● Text shown
--------------------------------
I came out of a bad relationship at the tender age of 21 and was completely anti-men. My girlfriends told me I was the best contraceptive going, because if any man thought about approaching me on a night out, he would soon change his mind and run a mile with the reaction I would give him.
After a while I began to chill out slightly. I worked in a bar in town and met most of my ‘dates’ in there – which clearly wasn’t the best way to go about it judging by the clientele. Anyway, one night I was being my usual fed-up and sarcastic self to some idiot drunk leaning over the bar, when his friend sidled up sober as a judge, apologised for his friends behaviour and said he liked girls like me who took no crap, he was highly entertained by the way I spoke to his friend, and did I fancy going out one night. He was 10 years older than me and seemed nice enough. I’ll call him (S).
We went out, he was really cool, really funny, had me in stitches, the conversation just flowed and he was great company. Problem? I wasn’t in the slightest bit attracted to him. He was a nice enough looking guy, but there was not even the tiniest spark there. He would have made a fantastic friend, but nothing more. However, giving him the benefit of the doubt I agreed to date number 2. He came over with wine, a DVD and he cooked me dinner. Again it was a lovely evening but it was like spending it with my best male friend. Any spark developing? No. I knew I couldn’t lead him on and go for date 3. He told me he’d won a competition to go to Paris and wanted to take me. Whoa – slow down cowboy! Well he kept calling me and I ignored the calls thinking he’d take the hint. He didn’t. He drove Lorries so just happened to ‘drop-by’ one day at 9am!!! I wasn’t up and I never answered the door unless I was expecting someone, so I ignored the door. He text me to say it was him and he’d just parked the lorry up and though he’d pop over. WTF? Where was the lorry????? I lived in a Close!!
Still not getting the hint to my lack of response, I spoke to my mum about it. She told me what to do. So I text (S) and said he was a lovely guy, but my Counsellor told me that I shouldn’t be getting involved with anyone at my ‘stage of therapy’ – especially with the medication I was on.
--------------------------------
● Exercise directions
Rewrite the paragraph of the dating story that begins "After a while I began to chill out slightly" in shorter form, keeping its main facts. The records have no connection to the dating story above them.

● Records provided
--------------------------------
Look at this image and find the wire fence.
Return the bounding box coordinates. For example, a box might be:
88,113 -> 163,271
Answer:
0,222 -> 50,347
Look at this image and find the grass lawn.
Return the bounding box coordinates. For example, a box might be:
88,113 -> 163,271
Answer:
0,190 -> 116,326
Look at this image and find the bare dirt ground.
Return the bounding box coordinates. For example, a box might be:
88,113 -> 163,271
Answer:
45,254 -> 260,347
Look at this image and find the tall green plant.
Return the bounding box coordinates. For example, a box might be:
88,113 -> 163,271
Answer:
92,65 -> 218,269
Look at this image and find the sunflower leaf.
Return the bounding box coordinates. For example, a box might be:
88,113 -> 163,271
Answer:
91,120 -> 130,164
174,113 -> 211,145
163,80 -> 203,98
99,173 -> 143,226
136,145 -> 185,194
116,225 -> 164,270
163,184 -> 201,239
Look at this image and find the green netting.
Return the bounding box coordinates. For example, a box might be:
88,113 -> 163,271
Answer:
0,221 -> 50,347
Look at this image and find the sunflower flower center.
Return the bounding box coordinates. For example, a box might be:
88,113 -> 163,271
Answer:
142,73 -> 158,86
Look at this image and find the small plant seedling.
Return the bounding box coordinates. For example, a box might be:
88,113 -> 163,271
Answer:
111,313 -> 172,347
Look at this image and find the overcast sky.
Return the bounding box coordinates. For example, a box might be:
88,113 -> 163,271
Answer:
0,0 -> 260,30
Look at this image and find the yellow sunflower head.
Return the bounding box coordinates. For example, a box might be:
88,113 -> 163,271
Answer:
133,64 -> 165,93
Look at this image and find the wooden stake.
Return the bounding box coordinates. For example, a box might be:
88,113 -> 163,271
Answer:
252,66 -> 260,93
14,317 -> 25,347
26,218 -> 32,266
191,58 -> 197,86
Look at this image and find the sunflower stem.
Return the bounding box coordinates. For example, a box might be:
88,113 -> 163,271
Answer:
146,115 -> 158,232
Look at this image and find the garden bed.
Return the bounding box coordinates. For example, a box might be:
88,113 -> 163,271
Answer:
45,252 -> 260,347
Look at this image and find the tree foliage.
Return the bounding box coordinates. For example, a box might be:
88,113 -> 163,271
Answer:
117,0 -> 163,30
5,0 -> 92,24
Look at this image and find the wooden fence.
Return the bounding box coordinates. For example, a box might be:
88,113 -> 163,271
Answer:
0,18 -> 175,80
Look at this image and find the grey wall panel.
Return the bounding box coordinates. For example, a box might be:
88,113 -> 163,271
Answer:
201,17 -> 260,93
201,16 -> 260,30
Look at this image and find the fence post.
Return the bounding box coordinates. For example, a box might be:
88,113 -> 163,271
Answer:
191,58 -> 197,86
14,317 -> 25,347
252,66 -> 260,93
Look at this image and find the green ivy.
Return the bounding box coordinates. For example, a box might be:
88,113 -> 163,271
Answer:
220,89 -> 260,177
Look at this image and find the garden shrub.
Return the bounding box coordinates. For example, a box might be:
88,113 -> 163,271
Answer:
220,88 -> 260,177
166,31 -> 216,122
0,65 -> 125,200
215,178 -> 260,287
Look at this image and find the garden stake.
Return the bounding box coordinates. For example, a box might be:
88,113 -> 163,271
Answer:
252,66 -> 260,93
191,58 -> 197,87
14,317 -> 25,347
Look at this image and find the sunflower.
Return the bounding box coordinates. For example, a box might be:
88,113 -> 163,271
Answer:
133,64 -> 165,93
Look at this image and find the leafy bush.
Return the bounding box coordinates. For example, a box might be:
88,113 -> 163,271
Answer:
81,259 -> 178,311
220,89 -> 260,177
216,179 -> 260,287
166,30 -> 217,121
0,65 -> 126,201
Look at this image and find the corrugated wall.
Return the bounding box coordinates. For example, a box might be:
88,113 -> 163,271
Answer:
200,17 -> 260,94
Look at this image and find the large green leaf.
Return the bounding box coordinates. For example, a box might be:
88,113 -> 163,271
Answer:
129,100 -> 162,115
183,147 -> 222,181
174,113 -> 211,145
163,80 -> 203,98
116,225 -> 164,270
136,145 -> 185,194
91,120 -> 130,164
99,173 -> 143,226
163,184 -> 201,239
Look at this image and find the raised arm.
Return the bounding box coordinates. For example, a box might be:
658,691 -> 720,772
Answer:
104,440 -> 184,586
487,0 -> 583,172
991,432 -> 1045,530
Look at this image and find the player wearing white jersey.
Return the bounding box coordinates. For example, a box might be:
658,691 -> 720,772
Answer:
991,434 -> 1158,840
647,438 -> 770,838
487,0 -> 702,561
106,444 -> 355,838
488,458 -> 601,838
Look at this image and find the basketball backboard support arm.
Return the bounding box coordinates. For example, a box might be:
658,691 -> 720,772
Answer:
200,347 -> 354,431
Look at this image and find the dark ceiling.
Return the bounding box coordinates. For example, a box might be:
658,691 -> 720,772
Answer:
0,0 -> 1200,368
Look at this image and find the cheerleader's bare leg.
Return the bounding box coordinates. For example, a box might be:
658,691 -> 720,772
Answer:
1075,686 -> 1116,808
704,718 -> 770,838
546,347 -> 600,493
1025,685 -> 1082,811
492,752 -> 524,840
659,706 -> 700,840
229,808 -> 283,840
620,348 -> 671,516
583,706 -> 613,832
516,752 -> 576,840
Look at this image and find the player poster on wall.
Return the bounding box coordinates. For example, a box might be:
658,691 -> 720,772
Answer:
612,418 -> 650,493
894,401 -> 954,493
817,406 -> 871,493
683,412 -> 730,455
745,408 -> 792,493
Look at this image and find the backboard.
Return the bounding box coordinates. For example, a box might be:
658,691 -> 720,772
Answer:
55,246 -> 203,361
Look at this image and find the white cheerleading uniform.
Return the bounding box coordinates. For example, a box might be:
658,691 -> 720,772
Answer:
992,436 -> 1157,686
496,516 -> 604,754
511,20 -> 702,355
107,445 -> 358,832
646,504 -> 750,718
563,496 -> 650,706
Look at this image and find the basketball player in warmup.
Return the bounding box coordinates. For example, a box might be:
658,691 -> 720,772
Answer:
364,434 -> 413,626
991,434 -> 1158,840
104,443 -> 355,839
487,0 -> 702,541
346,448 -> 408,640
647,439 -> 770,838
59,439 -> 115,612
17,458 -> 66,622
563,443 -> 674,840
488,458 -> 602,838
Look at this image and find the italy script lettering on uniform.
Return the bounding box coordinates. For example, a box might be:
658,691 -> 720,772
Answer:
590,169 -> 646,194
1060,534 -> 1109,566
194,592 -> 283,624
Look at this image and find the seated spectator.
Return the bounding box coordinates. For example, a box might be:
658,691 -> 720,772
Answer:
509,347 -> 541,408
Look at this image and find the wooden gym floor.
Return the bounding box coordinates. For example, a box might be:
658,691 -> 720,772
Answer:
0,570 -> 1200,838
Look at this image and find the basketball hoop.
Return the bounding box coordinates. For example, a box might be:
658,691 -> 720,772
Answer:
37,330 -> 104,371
--------------------------------
● Result for this task
After a while I relaxed a little. I worked in a bar in town and met most of my dates there, which wasn't wise given the customers. One night, while I was being sarcastic to a drunk leaning over the bar, his sober friend apologized for him. He said he liked girls who took no crap and had enjoyed how I spoke to his friend, then asked me out. He was 10 years older than me and seemed nice enough. I'll call him (S).